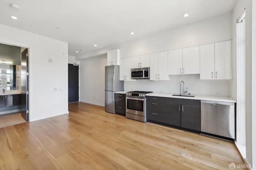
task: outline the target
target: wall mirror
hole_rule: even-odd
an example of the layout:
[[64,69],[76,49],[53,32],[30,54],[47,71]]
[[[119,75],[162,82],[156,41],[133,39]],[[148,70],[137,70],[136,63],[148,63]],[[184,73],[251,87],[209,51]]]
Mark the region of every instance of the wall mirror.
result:
[[20,65],[0,64],[0,89],[19,89],[20,72]]

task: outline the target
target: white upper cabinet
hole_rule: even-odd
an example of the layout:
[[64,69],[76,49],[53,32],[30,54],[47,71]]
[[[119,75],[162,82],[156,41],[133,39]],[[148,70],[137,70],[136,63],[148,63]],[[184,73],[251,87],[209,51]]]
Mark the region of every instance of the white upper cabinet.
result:
[[132,58],[132,68],[149,67],[149,54],[133,57]]
[[148,67],[150,66],[149,61],[150,57],[149,54],[146,54],[143,55],[140,55],[140,65],[141,67]]
[[200,46],[195,46],[168,51],[168,74],[199,74]]
[[214,43],[200,45],[200,79],[214,78]]
[[200,46],[182,49],[183,69],[185,74],[200,73]]
[[182,73],[182,49],[168,51],[168,74],[174,75]]
[[131,57],[120,59],[119,79],[120,80],[130,80],[132,60]]
[[107,65],[119,65],[120,58],[120,50],[115,49],[109,51],[107,53]]
[[230,79],[231,41],[200,46],[200,79]]
[[232,79],[231,41],[215,43],[215,78]]
[[168,51],[150,55],[150,79],[169,80]]
[[168,75],[168,51],[158,53],[158,79],[169,79]]
[[153,53],[150,54],[150,79],[157,80],[158,75],[158,53]]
◆ ◆ ◆
What the task asks | Put every line of the records above into a numbered list, skipping blank lines and leaving out the pictures.

Result of the task |
1. task: outline the target
2. target: wall mirror
3. hole_rule: even-odd
4. an example of the layout:
5. [[64,69],[76,49],[53,32],[30,54],[47,71]]
6. [[[119,75],[162,82],[156,41],[133,39]],[[148,70],[137,70],[136,63],[148,63]],[[184,73],[251,87],[209,51]]]
7. Mark the region of every instance of the wall mirror.
8. result:
9. [[20,65],[0,64],[0,89],[19,89],[20,72]]
10. task: outline the target
11. target: white upper cabinet
12. hole_rule: even-odd
13. an example of the layout:
14. [[64,69],[76,49],[53,32],[30,54],[47,71]]
15. [[[119,75],[162,82],[156,41],[133,39]],[[148,70],[137,70],[136,63],[148,63]],[[184,73],[251,87],[209,51]]]
16. Mark the region of every instance of the white upper cabinet.
17. result:
18. [[132,58],[132,68],[149,67],[149,54],[133,57]]
19. [[148,67],[150,66],[149,61],[150,57],[149,54],[146,54],[143,55],[140,55],[140,65],[141,67]]
20. [[200,46],[195,46],[168,51],[168,74],[199,74]]
21. [[214,43],[200,45],[200,79],[214,78]]
22. [[200,46],[182,49],[183,69],[185,74],[200,73]]
23. [[182,73],[182,49],[168,51],[168,74],[174,75]]
24. [[131,57],[120,59],[119,79],[120,80],[130,80],[132,60]]
25. [[107,65],[119,65],[120,58],[120,50],[115,49],[109,51],[107,53]]
26. [[230,79],[231,41],[200,46],[200,79]]
27. [[232,79],[231,41],[215,43],[215,78]]
28. [[168,51],[150,55],[150,79],[169,80]]
29. [[168,75],[168,51],[158,53],[158,79],[169,79]]
30. [[153,53],[150,54],[150,79],[157,80],[158,75],[158,53]]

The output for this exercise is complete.